SOURCE RECORDS |
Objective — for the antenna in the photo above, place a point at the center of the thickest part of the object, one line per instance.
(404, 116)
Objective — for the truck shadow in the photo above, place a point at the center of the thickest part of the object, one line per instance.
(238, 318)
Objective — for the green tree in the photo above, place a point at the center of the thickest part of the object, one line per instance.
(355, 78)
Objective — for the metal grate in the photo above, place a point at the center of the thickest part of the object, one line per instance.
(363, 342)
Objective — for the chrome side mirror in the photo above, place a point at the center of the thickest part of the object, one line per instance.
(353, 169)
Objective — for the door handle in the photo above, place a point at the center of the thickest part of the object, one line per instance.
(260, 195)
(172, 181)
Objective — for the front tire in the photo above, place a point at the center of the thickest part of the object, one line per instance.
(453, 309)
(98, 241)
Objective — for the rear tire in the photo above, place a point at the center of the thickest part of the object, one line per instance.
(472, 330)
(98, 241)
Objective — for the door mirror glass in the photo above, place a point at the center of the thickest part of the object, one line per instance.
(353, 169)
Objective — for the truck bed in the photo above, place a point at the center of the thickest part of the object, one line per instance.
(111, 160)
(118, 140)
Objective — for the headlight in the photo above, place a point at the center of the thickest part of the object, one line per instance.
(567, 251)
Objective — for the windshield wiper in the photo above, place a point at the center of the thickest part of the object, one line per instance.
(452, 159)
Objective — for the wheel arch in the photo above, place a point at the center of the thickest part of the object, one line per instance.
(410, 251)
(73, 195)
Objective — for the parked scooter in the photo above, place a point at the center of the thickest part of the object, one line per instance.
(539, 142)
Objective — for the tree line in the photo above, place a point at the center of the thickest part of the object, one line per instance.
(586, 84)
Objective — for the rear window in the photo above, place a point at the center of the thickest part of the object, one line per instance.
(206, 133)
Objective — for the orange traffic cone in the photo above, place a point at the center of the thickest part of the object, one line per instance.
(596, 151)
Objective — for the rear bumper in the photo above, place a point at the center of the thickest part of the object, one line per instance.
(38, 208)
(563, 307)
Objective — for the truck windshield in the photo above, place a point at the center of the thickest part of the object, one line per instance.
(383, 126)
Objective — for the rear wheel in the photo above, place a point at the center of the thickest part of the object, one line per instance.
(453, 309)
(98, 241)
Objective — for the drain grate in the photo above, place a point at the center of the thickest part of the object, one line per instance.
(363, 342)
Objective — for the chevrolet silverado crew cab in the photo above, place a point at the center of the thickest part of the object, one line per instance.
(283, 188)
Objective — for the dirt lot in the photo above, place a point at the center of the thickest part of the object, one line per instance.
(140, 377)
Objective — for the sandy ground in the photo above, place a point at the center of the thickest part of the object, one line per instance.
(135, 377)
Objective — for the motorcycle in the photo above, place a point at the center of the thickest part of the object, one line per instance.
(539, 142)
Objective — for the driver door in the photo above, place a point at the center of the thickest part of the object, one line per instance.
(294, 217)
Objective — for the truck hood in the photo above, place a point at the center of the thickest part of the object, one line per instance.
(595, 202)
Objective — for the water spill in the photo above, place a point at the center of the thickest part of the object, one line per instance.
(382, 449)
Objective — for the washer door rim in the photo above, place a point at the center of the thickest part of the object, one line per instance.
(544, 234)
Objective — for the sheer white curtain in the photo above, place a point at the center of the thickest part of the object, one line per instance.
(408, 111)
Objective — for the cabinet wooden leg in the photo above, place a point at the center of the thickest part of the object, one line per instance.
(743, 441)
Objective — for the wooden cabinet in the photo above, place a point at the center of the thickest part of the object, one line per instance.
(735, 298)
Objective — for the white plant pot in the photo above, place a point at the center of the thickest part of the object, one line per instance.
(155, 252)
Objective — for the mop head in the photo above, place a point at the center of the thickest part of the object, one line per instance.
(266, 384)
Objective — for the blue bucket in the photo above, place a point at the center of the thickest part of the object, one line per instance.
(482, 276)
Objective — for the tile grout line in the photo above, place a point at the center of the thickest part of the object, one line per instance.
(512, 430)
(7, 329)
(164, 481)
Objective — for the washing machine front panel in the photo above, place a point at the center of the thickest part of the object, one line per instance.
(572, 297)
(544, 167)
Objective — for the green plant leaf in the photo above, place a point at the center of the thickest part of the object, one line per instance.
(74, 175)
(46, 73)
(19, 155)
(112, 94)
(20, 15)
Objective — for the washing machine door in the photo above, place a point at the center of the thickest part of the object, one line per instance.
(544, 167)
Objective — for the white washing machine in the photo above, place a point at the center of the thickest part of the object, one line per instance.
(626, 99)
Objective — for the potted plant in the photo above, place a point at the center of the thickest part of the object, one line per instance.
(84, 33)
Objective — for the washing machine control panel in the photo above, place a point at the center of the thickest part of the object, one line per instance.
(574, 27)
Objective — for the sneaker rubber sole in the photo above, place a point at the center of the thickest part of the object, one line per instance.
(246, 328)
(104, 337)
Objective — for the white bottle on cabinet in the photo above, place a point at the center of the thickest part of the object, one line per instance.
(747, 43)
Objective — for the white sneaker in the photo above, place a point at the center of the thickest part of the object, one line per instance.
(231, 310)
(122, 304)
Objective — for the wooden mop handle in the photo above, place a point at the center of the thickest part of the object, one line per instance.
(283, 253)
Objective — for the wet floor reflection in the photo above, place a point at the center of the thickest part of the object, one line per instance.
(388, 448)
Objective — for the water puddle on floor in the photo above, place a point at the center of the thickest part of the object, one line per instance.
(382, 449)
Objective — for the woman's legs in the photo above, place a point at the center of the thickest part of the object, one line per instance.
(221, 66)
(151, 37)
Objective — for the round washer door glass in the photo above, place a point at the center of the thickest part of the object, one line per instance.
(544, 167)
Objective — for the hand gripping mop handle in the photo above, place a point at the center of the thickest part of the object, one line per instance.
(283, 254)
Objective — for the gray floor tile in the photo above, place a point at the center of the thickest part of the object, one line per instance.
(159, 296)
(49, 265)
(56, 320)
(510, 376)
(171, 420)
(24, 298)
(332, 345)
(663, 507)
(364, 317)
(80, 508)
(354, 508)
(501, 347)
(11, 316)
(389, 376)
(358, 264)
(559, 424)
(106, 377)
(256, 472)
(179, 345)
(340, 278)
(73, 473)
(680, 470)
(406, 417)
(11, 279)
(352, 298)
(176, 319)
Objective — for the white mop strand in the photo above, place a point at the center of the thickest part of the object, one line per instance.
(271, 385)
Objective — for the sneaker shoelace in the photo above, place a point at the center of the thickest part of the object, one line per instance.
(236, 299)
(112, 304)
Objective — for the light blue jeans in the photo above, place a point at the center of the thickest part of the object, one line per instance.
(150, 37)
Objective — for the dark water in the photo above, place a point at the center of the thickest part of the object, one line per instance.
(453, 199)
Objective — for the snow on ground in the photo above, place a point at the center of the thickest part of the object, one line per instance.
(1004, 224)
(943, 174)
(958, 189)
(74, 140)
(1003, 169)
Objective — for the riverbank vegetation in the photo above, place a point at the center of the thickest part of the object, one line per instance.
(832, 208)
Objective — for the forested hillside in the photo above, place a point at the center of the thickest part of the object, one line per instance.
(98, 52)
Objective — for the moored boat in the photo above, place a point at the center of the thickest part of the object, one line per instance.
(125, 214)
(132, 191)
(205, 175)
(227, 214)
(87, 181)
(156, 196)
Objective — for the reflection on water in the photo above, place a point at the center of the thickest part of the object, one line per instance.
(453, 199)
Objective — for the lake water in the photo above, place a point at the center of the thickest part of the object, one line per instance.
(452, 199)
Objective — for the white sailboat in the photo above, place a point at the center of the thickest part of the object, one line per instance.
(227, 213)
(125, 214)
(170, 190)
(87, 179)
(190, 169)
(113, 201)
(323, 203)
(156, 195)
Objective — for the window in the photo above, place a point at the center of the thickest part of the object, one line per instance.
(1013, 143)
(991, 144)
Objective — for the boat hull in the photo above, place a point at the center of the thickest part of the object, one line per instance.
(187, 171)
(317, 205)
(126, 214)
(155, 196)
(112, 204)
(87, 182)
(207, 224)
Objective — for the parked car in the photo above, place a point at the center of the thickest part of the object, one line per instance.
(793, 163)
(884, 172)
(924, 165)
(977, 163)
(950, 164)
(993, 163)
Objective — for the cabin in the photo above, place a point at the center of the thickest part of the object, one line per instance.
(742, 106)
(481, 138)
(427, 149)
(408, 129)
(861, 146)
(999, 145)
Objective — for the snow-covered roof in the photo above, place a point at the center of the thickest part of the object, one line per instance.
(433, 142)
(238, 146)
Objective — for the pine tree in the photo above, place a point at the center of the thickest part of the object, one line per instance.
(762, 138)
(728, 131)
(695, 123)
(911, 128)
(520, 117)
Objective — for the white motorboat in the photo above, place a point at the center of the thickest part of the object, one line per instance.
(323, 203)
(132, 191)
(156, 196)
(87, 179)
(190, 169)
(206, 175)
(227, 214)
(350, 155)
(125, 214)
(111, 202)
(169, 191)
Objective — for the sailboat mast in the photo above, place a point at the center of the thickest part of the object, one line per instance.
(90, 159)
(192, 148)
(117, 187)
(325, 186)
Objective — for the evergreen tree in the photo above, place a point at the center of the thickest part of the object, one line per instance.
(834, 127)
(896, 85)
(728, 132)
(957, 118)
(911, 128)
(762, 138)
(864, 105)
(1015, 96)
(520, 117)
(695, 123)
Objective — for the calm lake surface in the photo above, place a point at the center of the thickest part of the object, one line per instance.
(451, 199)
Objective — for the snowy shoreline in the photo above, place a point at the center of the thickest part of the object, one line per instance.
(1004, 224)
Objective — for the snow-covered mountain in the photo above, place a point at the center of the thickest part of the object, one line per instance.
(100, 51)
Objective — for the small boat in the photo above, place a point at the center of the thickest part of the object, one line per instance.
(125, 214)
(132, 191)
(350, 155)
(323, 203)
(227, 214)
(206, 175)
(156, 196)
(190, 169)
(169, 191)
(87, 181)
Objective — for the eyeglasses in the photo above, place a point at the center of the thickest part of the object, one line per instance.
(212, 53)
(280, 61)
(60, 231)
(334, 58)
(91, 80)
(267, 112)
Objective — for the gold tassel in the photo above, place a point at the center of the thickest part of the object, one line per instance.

GOAL OF THE EXERCISE | Extract every line from the one with "Objective — for the calm" down to the final line above, both included, exactly as written.

RESULT OF THE EXERCISE |
Objective — for the calm lake surface in the photo above, place a point at the center of the thickest part of the object, one line per instance.
(451, 199)
Objective — for the snowy shoreline in the photo above, place a point at the center of the thickest part of the object, one line per instance.
(1004, 224)
Objective — for the snow-covered mountain in the photo above, place a point at the center of the thickest part of the object, one line per instance.
(100, 51)
Objective — for the small boat in the photo above, place a point at the center of the thickest part of the object, one line per instance.
(125, 214)
(132, 191)
(350, 155)
(323, 203)
(227, 214)
(206, 175)
(156, 196)
(190, 169)
(169, 191)
(87, 181)
Objective — for the eyeglasses in the photo above, place a point at the center of the thickest part of the object, one line per instance.
(212, 53)
(280, 61)
(60, 231)
(334, 58)
(91, 80)
(267, 112)
Objective — for the gold tassel in the photo above, place a point at the center of the thickest part of the object, one line per instance.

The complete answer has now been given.